**Text**

--------------------------------------------------

# GPU-Accelerated GNN

## Install dependencies

In [None]:
%pip install torch

## Declare dependencies

In [None]:
import torch
import time
import torch.nn as nn
import torch.nn.functional as F
import torch_geometric.datasets as Planetoid
import torch_geometric.nn as GCNConv


## Check for CUDA

In [None]:
device = torch.device("cuda" if torch.cuda.is_available() else "cpu")
print(f"Using device: {device}")


## Define the Baseline GCN Model

In [None]:
class GCN(torch.nn.Module):
    def __init__(self, input_dim, hidden_dim, output_dim):
        super(GCN, self).__init__()
        self.conv1 = GCNConv(input_dim, hidden_dim)
        self.conv2 = GCNConv(hidden_dim, output_dim)

    def forward(self, data):
        x, edge_index = data.x, data.edge_index
        x = self.conv1(x, edge_index)
        x = F.relu(x)
        x = self.conv2(x, edge_index)
        return F.log_softmax(x, dim=1)

## Load Dataset

In [None]:
# Load the Cora dataset
dataset = Planetoid(root='/tmp/Cora', name='Cora')
data = dataset[0].to(device)

print(f'Dataset: {dataset}')
print(f'Number of classes: {dataset.num_classes}')
print(f'Number of node features: {dataset.num_node_features}')

## Train the Baseline GCN Model

In [None]:
# Initialize the model
model = GCN(input_dim=dataset.num_node_features, hidden_dim=16, output_dim=dataset.num_classes).to(device)
optimizer = torch.optim.Adam(model.parameters(), lr=0.01, weight_decay=5e-4)

def train():
    model.train()
    optimizer.zero_grad()
    out = model(data)
    loss = F.nll_loss(out[data.train_mask], data.y[data.train_mask])
    loss.backward()
    optimizer.step()
    return loss.item()

for epoch in range(201):
    loss = train()
    if epoch % 20 == 0:
        print(f'Epoch {epoch}, Loss: {loss:.4f}')


## Evaluate the Baseline GCN Model

In [None]:
def test():
    model.eval()
    out = model(data)
    pred = out.argmax(dim=1)
    
    correct = pred[data.test_mask] == data.y[data.test_mask]
    acc = int(correct.sum()) / int(data.test_mask.sum())
    return acc

accuracy = test()
print(f'Test Accuracy: {accuracy:.4f}')

## CUDA Kernel Optimization

In [None]:
# Placeholder for custom CUDA operations
def custom_cuda_operation():
    # Custom CUDA kernel will be implemented here
    pass

print("Placeholder for custom CUDA kernel.")

## Profiling Inference Time

In [None]:
def profile_model():
    model.eval()
    start_time = time.time()
    out = model(data)
    end_time = time.time()
    print(f'Inference time: {end_time - start_time:.6f} seconds')

profile_model()

--------------------------------------------------

**Set exercise 1**
In the GNN notebook, what learning rate is passed to the Adam optimizer?

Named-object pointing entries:
--------------------------------------------------

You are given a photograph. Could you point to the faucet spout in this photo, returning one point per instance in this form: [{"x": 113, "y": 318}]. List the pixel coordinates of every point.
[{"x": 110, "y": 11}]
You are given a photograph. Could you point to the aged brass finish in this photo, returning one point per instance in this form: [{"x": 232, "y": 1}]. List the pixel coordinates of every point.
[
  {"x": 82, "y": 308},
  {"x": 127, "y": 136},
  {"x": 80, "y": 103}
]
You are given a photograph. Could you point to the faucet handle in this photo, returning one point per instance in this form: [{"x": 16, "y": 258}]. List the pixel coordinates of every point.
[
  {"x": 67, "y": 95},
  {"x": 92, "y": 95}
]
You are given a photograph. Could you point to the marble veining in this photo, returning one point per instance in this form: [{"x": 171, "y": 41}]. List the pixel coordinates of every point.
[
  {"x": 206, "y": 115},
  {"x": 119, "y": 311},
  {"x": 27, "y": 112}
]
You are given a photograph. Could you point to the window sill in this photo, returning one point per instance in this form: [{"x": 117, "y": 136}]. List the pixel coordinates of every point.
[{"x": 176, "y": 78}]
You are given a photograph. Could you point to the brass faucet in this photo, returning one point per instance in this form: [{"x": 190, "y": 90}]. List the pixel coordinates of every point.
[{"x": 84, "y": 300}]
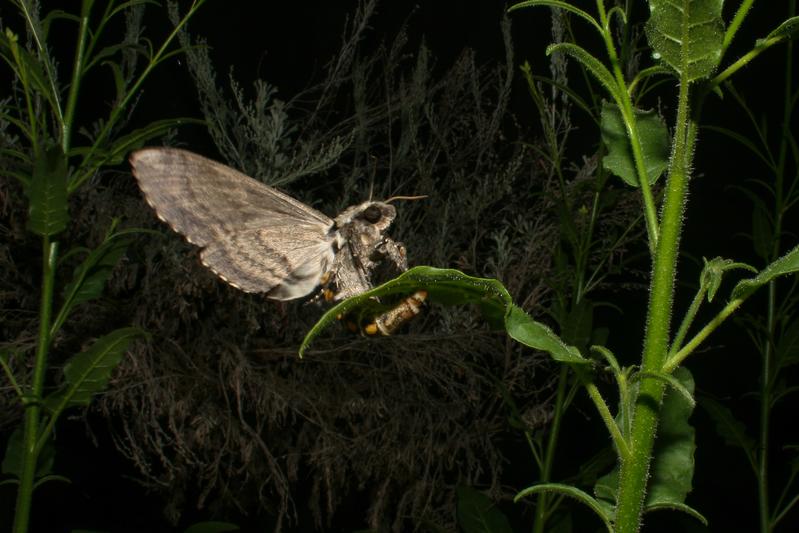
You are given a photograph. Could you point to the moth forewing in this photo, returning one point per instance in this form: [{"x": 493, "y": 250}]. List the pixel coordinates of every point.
[{"x": 259, "y": 239}]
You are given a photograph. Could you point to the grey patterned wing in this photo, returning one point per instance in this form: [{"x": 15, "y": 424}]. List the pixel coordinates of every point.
[
  {"x": 254, "y": 237},
  {"x": 282, "y": 263}
]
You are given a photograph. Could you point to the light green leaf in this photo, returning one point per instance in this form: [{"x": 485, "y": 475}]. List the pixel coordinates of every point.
[
  {"x": 572, "y": 492},
  {"x": 211, "y": 527},
  {"x": 561, "y": 5},
  {"x": 787, "y": 264},
  {"x": 653, "y": 135},
  {"x": 672, "y": 466},
  {"x": 687, "y": 35},
  {"x": 671, "y": 381},
  {"x": 89, "y": 278},
  {"x": 593, "y": 65},
  {"x": 713, "y": 272},
  {"x": 522, "y": 328},
  {"x": 478, "y": 514},
  {"x": 444, "y": 286},
  {"x": 88, "y": 372},
  {"x": 787, "y": 30}
]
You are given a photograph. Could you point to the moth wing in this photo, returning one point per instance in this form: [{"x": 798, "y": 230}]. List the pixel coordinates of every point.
[
  {"x": 207, "y": 201},
  {"x": 282, "y": 262}
]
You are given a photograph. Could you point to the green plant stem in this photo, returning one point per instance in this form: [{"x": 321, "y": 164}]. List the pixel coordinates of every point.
[
  {"x": 633, "y": 472},
  {"x": 628, "y": 114},
  {"x": 156, "y": 59},
  {"x": 765, "y": 412},
  {"x": 688, "y": 319},
  {"x": 34, "y": 396},
  {"x": 675, "y": 360},
  {"x": 542, "y": 505}
]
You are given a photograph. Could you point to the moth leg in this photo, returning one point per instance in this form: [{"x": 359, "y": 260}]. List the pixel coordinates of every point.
[
  {"x": 395, "y": 251},
  {"x": 325, "y": 282},
  {"x": 390, "y": 321}
]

--------------------------------------------------

**Set exercise 2**
Filter the records and copy each line that contains the string "moth".

**Problem solution 1**
0.01

**Problem solution 2**
You are given a photograph. Could you point to the moth forewing in this photo, returning one point per instance in this form: [{"x": 493, "y": 250}]. List the pixel coordinates of every point.
You are given a photograph. Could you point to the moth wing in this photo, returning one point per instance in this form: [{"x": 798, "y": 230}]. List the pixel coordinates of every point.
You are given a photograph. Could you point to the moth leg in this photo, returning one point per instance in this form: [{"x": 359, "y": 260}]. List the pixel coordinates of every point.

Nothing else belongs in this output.